((

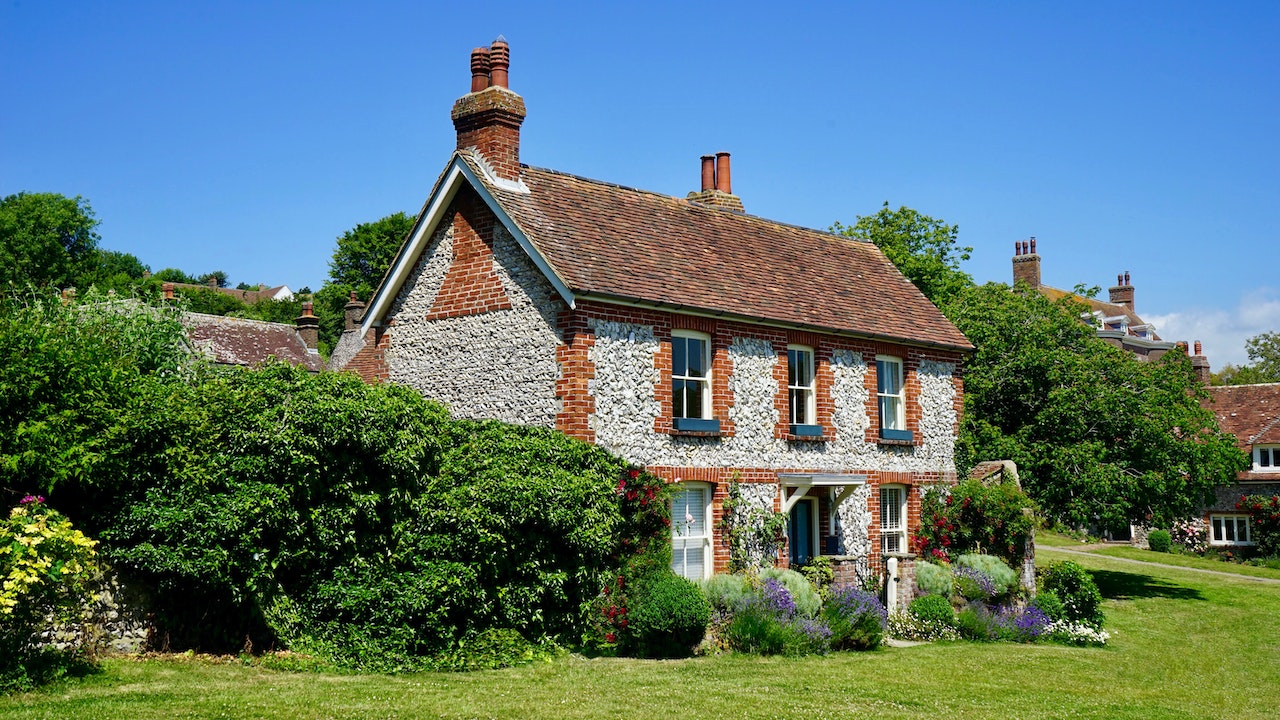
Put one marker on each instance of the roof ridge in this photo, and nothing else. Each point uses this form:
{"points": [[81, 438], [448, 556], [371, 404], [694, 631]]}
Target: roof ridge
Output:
{"points": [[688, 201]]}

))

--- Resumo da tarefa ---
Extraia todas as linhas dos itens acima e reproduza-as sem nenhuma alteração, omitindo as imagens.

--- A resposta ---
Put one marker on each instance of the roof ridge in this photo, and nothing else. Each point uses this form:
{"points": [[81, 438], [448, 556], [371, 404], [694, 631]]}
Target: roof ridge
Output:
{"points": [[688, 201]]}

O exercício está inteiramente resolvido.